RECORDS FOR PROCESSING>
+ + + + + + +

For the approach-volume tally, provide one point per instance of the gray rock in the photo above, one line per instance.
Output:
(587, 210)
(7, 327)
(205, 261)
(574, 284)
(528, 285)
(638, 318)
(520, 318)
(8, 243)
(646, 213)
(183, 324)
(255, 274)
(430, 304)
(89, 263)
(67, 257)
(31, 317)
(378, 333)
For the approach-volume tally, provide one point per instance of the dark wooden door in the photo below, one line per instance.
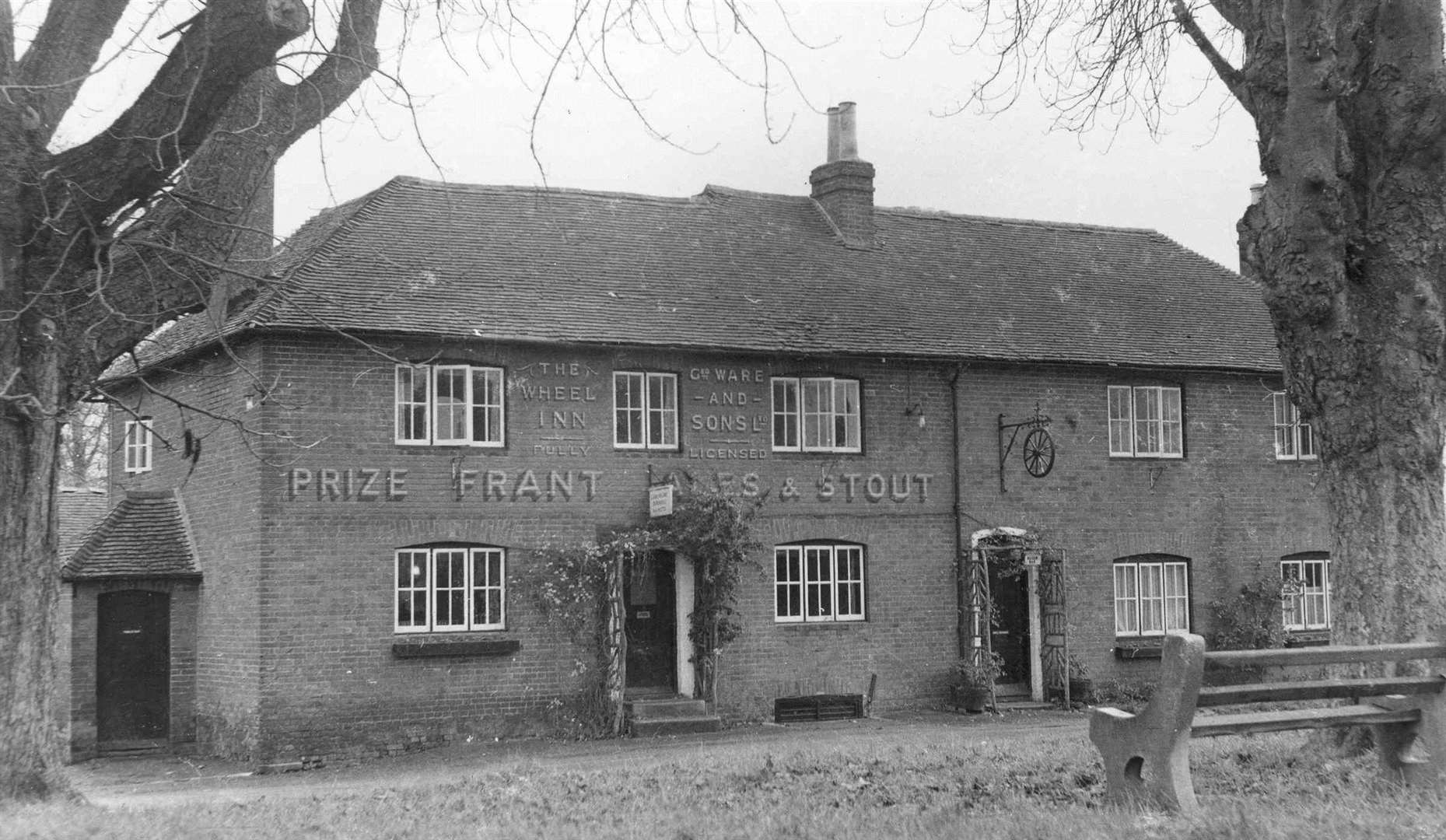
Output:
(651, 624)
(1010, 631)
(133, 667)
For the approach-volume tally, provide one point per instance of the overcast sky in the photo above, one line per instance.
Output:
(471, 123)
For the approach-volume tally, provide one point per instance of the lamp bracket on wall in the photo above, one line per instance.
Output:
(1037, 449)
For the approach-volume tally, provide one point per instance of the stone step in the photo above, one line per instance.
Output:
(673, 709)
(676, 726)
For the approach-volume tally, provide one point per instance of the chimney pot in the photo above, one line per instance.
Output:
(848, 133)
(832, 152)
(843, 185)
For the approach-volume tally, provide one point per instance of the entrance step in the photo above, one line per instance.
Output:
(131, 747)
(670, 716)
(1021, 705)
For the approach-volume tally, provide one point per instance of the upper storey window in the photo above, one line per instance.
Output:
(449, 405)
(646, 411)
(816, 414)
(1294, 440)
(138, 446)
(1146, 422)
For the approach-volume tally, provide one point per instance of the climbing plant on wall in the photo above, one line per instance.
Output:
(580, 589)
(713, 530)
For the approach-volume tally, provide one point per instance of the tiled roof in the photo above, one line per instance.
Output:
(145, 535)
(77, 511)
(755, 272)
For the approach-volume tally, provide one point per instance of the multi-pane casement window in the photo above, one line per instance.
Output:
(450, 589)
(1306, 592)
(646, 411)
(138, 446)
(818, 582)
(456, 405)
(816, 414)
(1294, 440)
(1151, 596)
(1146, 422)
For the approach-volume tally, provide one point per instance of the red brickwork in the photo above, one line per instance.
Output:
(1228, 505)
(296, 531)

+ + + + + + +

WORK TO DO> Rewrite the data from the line that contains "of the overcast" through the line that contains "(1021, 705)", including the requests. Multiply each point coordinate in the answers by 2.05 and round it to a whole number, with halves rounded up.

FULL SOLUTION>
For the approach-volume tally, provide one point per instance of the overcast sky in the photo above, one line per instance.
Output:
(966, 252)
For the approach-volume tally, provide one point per instance of the lamp bracket on wall in the photo above, one line per instance.
Output:
(2126, 920)
For the approach-volume tally, provide one point per instance of the stone step in the photo above, one line per instance.
Output:
(1380, 1453)
(1386, 1488)
For the approach-volume tally, provide one point per instance of the chimney pot in the photo above, one line per instance.
Output:
(1738, 273)
(1706, 312)
(1728, 379)
For the approach-volume tally, provide one point per instance of the entrance step in the photo above, one line per instance.
Output:
(269, 1531)
(1374, 1468)
(2093, 1445)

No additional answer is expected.